* _THE TASK_:
Return the records in full, exactly as given.

* _RECORDS PROVIDED_:

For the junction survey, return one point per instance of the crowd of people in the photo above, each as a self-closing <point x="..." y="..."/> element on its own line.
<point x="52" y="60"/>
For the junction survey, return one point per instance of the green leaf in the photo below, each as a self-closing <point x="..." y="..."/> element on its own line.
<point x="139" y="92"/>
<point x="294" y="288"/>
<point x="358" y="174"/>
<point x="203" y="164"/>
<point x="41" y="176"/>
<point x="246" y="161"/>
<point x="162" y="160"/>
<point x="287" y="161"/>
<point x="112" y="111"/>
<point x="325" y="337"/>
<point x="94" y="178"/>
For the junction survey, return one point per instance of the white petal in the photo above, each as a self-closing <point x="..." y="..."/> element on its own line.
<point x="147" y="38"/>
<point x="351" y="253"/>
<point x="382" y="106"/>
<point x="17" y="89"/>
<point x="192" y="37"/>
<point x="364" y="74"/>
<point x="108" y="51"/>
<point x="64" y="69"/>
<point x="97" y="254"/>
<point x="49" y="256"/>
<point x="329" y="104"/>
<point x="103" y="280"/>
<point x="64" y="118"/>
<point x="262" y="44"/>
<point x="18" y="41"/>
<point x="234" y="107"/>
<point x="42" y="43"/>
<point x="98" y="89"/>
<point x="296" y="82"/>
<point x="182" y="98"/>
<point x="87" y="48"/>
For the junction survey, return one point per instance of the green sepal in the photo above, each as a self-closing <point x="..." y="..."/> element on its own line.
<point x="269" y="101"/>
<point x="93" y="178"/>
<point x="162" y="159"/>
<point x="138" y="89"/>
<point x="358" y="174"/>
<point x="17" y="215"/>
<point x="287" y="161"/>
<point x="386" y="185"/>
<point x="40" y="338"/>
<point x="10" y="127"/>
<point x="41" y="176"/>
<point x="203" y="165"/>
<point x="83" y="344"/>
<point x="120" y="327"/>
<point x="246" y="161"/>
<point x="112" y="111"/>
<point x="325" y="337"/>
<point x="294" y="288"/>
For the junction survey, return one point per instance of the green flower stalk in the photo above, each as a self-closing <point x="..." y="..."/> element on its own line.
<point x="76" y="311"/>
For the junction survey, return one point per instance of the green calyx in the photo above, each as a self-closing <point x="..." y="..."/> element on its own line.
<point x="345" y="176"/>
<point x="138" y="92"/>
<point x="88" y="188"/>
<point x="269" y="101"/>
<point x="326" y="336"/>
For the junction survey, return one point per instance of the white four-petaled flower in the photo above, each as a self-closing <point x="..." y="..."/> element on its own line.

* _RESPONSE_:
For the junction survey, return one point per instance of the crowd of people in the photo above, each as a self-closing <point x="..." y="..."/> element on its own line.
<point x="52" y="60"/>
For the junction survey, return one point per instance of the green leaf in the photo below, each as a self-closing <point x="..." y="..."/> element on its own line.
<point x="139" y="92"/>
<point x="294" y="288"/>
<point x="358" y="174"/>
<point x="203" y="164"/>
<point x="41" y="176"/>
<point x="246" y="161"/>
<point x="162" y="160"/>
<point x="287" y="161"/>
<point x="112" y="111"/>
<point x="325" y="337"/>
<point x="94" y="178"/>
For the junction survey, return one point per instance of the white petal in the photo above, each as a self-closing <point x="..." y="..."/> element on its own line.
<point x="147" y="38"/>
<point x="351" y="253"/>
<point x="382" y="106"/>
<point x="17" y="89"/>
<point x="192" y="37"/>
<point x="364" y="74"/>
<point x="108" y="51"/>
<point x="64" y="69"/>
<point x="97" y="254"/>
<point x="49" y="256"/>
<point x="329" y="104"/>
<point x="103" y="280"/>
<point x="64" y="118"/>
<point x="262" y="44"/>
<point x="18" y="41"/>
<point x="234" y="107"/>
<point x="42" y="43"/>
<point x="98" y="89"/>
<point x="296" y="82"/>
<point x="182" y="98"/>
<point x="87" y="48"/>
For the junction survey, return one point per instance of the green sepal in the photo above, each as a self-closing <point x="..." y="..."/> element on its own line.
<point x="269" y="101"/>
<point x="93" y="178"/>
<point x="162" y="159"/>
<point x="138" y="89"/>
<point x="358" y="174"/>
<point x="17" y="215"/>
<point x="287" y="161"/>
<point x="386" y="185"/>
<point x="40" y="338"/>
<point x="10" y="127"/>
<point x="41" y="176"/>
<point x="203" y="165"/>
<point x="83" y="344"/>
<point x="120" y="327"/>
<point x="246" y="161"/>
<point x="112" y="111"/>
<point x="325" y="337"/>
<point x="294" y="288"/>
For the junction survey, return one point per instance of the green flower stalk in the photo above, each as a self-closing <point x="..." y="..."/> element on its own line.
<point x="76" y="311"/>
For the junction survey, return one point per instance of the green calyx in the photo above, each as a self-closing <point x="..." y="..."/> element on its own line.
<point x="345" y="176"/>
<point x="138" y="92"/>
<point x="88" y="188"/>
<point x="269" y="101"/>
<point x="326" y="336"/>
For the junction survey, return one point per instance of the white four-petaled flower in the photo above, each as a self-closing <point x="..." y="..."/> element on its own line.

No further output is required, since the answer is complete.